'''
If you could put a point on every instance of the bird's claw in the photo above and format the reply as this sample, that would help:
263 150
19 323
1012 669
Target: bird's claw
'''
'''
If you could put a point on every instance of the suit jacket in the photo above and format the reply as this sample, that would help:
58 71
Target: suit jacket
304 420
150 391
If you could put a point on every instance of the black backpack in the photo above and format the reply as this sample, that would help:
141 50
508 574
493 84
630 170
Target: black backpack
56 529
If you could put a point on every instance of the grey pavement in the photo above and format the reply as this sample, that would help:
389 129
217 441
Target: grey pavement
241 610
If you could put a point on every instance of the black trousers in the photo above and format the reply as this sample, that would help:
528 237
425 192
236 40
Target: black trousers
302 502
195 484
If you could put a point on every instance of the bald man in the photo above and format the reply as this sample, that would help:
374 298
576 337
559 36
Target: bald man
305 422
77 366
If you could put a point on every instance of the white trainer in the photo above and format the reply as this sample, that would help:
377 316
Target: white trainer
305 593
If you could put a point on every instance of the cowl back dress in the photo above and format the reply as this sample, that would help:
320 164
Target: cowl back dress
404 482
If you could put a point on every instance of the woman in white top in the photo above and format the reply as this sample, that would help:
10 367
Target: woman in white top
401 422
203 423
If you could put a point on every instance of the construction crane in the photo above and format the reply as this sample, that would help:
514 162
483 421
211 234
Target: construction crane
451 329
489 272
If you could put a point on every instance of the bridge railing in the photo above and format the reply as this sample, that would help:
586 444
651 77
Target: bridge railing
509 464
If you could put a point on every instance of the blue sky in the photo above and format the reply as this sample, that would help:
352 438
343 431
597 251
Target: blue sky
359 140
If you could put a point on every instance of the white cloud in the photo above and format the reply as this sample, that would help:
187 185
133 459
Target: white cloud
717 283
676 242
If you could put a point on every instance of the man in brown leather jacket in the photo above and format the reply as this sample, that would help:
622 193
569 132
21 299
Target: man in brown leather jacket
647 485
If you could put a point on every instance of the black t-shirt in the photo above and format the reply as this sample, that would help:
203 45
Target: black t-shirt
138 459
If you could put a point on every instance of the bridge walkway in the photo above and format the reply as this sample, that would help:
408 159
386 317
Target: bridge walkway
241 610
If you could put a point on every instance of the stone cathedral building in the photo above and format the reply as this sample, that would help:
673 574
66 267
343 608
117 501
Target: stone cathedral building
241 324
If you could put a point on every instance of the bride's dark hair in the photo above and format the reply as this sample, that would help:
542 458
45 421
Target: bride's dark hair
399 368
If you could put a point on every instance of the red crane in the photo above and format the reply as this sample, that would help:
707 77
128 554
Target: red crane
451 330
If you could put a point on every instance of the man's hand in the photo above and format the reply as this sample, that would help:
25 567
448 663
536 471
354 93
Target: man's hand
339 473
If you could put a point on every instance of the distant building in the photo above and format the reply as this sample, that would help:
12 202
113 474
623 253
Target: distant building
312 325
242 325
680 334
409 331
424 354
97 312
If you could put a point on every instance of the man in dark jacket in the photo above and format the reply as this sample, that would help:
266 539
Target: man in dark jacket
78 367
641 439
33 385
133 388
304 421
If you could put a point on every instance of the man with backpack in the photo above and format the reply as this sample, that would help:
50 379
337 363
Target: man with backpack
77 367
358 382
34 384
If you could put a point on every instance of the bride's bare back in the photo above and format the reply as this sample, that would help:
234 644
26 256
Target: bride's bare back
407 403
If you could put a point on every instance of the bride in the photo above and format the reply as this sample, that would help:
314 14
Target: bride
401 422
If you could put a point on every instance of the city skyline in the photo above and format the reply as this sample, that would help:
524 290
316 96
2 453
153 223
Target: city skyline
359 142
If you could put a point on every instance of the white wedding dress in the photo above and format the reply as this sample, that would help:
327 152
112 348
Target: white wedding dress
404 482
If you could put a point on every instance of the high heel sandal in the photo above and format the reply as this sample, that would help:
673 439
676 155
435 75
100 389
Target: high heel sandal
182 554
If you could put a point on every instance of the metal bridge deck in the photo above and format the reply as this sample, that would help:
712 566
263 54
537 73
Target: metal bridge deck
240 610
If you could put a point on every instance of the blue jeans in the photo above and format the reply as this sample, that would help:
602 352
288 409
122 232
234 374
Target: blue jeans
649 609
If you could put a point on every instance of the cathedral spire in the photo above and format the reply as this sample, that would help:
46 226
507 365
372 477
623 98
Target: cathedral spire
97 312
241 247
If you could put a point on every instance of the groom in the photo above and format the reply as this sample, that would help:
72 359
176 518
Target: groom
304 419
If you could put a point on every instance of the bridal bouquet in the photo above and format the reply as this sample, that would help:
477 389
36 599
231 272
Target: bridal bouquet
'''
> Directions
Filter the lines above down to those containing the string "city", and copy each of them in full.

> Answer for the task
If you could put a point on every instance of the city skyline in the photo above and format the reply as this sample, that would help:
Target: city skyline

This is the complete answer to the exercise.